◆ Exercise aim ◆
Write out every row below word for word, leaving nothing out and changing nothing.
— START OF Records provided —
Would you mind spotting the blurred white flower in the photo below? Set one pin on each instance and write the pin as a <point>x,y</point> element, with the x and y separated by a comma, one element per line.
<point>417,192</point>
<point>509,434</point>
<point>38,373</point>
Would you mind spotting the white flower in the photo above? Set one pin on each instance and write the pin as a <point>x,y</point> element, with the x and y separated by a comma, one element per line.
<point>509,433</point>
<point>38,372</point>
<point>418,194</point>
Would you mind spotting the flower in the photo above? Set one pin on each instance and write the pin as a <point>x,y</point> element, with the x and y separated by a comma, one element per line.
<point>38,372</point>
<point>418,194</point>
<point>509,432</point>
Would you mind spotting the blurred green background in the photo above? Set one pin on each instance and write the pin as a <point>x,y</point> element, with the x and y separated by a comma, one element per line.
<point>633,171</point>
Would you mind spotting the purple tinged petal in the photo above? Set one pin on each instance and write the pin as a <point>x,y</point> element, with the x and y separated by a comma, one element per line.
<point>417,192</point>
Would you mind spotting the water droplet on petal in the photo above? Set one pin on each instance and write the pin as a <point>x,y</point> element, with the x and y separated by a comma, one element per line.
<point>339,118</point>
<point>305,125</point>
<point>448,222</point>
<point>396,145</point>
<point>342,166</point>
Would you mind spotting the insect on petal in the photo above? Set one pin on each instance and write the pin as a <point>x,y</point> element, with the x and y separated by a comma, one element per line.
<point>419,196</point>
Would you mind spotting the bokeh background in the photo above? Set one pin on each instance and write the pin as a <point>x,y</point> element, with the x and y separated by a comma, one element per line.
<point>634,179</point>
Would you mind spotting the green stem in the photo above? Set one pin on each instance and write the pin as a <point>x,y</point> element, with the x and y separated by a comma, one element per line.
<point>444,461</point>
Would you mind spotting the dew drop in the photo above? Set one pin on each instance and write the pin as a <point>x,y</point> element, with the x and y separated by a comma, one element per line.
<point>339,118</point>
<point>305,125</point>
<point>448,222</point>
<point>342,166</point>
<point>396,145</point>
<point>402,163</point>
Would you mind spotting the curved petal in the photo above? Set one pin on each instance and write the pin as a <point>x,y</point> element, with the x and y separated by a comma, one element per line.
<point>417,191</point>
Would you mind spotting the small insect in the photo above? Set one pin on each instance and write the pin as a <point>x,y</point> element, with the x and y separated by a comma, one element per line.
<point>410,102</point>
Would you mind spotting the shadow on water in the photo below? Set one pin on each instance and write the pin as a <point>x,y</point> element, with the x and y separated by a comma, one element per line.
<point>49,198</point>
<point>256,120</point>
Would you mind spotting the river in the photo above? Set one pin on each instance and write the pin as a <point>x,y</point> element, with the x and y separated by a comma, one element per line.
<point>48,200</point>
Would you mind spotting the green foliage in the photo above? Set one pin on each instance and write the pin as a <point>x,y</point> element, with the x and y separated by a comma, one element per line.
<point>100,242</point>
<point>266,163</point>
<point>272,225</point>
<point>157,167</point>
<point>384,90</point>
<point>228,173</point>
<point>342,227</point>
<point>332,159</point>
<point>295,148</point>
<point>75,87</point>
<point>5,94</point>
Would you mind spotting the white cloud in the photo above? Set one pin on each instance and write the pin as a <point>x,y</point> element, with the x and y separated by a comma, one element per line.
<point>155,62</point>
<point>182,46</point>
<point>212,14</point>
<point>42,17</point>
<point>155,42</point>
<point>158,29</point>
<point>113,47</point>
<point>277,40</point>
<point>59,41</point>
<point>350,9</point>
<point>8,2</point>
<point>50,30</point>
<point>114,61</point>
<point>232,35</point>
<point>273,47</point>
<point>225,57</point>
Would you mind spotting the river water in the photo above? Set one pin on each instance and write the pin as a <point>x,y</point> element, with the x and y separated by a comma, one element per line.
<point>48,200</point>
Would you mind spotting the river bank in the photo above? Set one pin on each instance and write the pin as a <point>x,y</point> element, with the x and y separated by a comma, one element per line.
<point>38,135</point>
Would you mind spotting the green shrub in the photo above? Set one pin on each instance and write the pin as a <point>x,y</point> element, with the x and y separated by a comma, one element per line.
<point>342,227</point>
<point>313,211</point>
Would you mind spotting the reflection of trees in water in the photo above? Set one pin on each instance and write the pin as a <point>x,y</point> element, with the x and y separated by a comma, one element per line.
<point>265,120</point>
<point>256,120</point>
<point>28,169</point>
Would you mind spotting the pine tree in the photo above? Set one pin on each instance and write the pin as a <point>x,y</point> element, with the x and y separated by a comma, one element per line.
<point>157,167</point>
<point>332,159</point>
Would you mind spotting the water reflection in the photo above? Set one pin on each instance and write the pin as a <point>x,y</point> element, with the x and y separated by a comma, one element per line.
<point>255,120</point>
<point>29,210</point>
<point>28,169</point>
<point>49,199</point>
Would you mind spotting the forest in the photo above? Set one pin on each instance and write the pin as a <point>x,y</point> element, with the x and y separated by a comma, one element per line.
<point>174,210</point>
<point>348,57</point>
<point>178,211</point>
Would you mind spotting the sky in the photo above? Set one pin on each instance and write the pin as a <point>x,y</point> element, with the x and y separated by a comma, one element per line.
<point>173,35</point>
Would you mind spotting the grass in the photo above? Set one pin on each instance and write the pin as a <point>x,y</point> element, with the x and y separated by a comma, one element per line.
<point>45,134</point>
— END OF Records provided —
◆ Exercise solution ◆
Would you mind spotting the blurred white flower in the photo below? Set one pin on each instance and write the pin as a <point>x,y</point> element, with the x and y separated by a comma, one element per line.
<point>417,192</point>
<point>509,434</point>
<point>38,373</point>
Would you mind spotting the white flower in the photo above? Set one pin on each instance and write the pin as a <point>x,y</point> element, with the x and y separated by a comma, one element per line.
<point>509,433</point>
<point>38,372</point>
<point>418,194</point>
Would you mind spotting the flower in the photo above? Set one pin on each instance and write the pin as a <point>x,y</point> element, with the x and y separated by a comma, one element per line.
<point>38,372</point>
<point>418,194</point>
<point>509,432</point>
Would you mind spotting the blurred green background in the photo above? Set one pin on each instance and write the pin as a <point>x,y</point> element, with the x and y separated by a comma, one element per line.
<point>633,171</point>
Would you mind spotting the purple tinged petal in the photo above? Set one pin on each instance and write the pin as a <point>x,y</point> element, with the x and y separated by a comma, one element per line.
<point>417,192</point>
Would you mind spotting the water droplet on petal in the photo above? Set one pin on each instance and write the pin as a <point>x,y</point> element, with the x and y separated by a comma, one element per line.
<point>339,118</point>
<point>305,125</point>
<point>448,222</point>
<point>396,145</point>
<point>342,166</point>
Would you mind spotting the insect on petal in the photo above? Set one pin on each instance and write the pin as a <point>x,y</point> element, with the x and y separated by a comma, one element per line.
<point>419,196</point>
Would you mind spotting the bokeh background in the photo above? Set one pin on each instance and write the pin as a <point>x,y</point> element, with the x and y separated by a comma, one element per line.
<point>634,179</point>
Would you mind spotting the green stem in the photo above? Set one pin on each instance and write the pin as a <point>x,y</point> element, with the x and y separated by a comma, one element per line.
<point>444,461</point>
Would you mind spotting the dew drop in the photo above? Set one pin on each instance and write the pin as a <point>x,y</point> element, with the x and y separated by a comma, one element per line.
<point>339,118</point>
<point>305,125</point>
<point>448,222</point>
<point>342,166</point>
<point>396,145</point>
<point>402,163</point>
Would you mind spotting the curved petal in the photo above? Set one pin on each instance and write the pin as a <point>x,y</point> element, with the x and y separated by a comma, one element per line.
<point>417,191</point>
Would you mind spotting the small insect in the photo above? Set one pin on each instance and write the pin as a <point>x,y</point> element, with the x and y separated by a comma, one element per line.
<point>410,102</point>
Would you mind spotting the shadow on water in the photo below? Set one pin on each instance and write the pin as a <point>x,y</point> element, with the x and y separated by a comma, one element per line.
<point>49,198</point>
<point>256,120</point>
Would you mind spotting the river in the photo above? Set one pin on each instance and write the pin as a <point>x,y</point> element, with the x and y separated by a comma, one element per line.
<point>48,200</point>
Would you mind spotting the green foliage in the photo above? Set one pin on each instance and write the pin as a <point>x,y</point> element, with the x and y separated by a comma, one element per line.
<point>100,242</point>
<point>266,163</point>
<point>272,225</point>
<point>157,167</point>
<point>384,90</point>
<point>228,173</point>
<point>342,227</point>
<point>332,159</point>
<point>295,148</point>
<point>75,87</point>
<point>5,94</point>
Would you mind spotting the white cloud in the photo above? Set one pin on each instance and write the pin as a <point>x,y</point> element, with the x and y separated by a comma, one element per line.
<point>155,62</point>
<point>182,46</point>
<point>212,14</point>
<point>42,17</point>
<point>155,42</point>
<point>158,29</point>
<point>113,47</point>
<point>277,40</point>
<point>59,41</point>
<point>350,9</point>
<point>8,2</point>
<point>50,30</point>
<point>114,61</point>
<point>232,35</point>
<point>273,47</point>
<point>225,57</point>
Would you mind spotting the river water in the photo above? Set one pin on each instance and write the pin as a <point>x,y</point> element, with the x and y separated by a comma, one element per line.
<point>48,200</point>
Would you mind spotting the river bank in the photo above? Set one pin on each instance and write the pin as a <point>x,y</point> element, with the x and y separated by a comma, one element per line.
<point>38,135</point>
Would you mind spotting the green shrub in the photo above? Set one pin on each instance and write the pin as a <point>x,y</point> element, with the x and y separated by a comma, one element per line.
<point>342,227</point>
<point>313,211</point>
Would you mind spotting the reflection of trees in water in the photo above? Set one pin on each instance and write the pin as a <point>x,y</point> element, with the x and y separated by a comma, one element per line.
<point>265,120</point>
<point>256,120</point>
<point>28,169</point>
Would you mind spotting the pine tree in the photo above? Set one pin on each instance and write the pin as a <point>x,y</point> element, with the x and y separated by a comma, one element per line.
<point>157,167</point>
<point>332,159</point>
Would you mind spotting the water reflection in the photo above? Set one pin on each instance and write the pin as a <point>x,y</point> element, with the x and y separated by a comma, one element per line.
<point>255,120</point>
<point>29,210</point>
<point>28,169</point>
<point>49,199</point>
Would you mind spotting the forest in the photo above? Set one pin on each instance and write the pin as a <point>x,y</point> element, with the x and y separated by a comma, one element per line.
<point>174,210</point>
<point>348,57</point>
<point>178,211</point>
Would you mind spotting the sky in the photo above? Set one pin on each instance and write the pin as a <point>x,y</point> element, with the x and y separated by a comma, one element per line.
<point>173,35</point>
Would you mind spotting the grass in the photo above? Set one pin on each instance and write the pin as a <point>x,y</point> element, with the x and y separated by a comma, one element per line.
<point>45,134</point>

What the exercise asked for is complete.